#### [Your instructions]
Output the following lines with no changes.

#### [Material shown]
______________________________
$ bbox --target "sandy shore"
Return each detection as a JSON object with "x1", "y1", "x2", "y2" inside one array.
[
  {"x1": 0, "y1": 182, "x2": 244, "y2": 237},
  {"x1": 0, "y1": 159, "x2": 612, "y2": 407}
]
______________________________
#### [Solution to this exercise]
$ bbox --target "sandy shore"
Return each detection as a JSON object with "x1", "y1", "x2", "y2" inside one array.
[
  {"x1": 0, "y1": 182, "x2": 244, "y2": 237},
  {"x1": 0, "y1": 159, "x2": 612, "y2": 407}
]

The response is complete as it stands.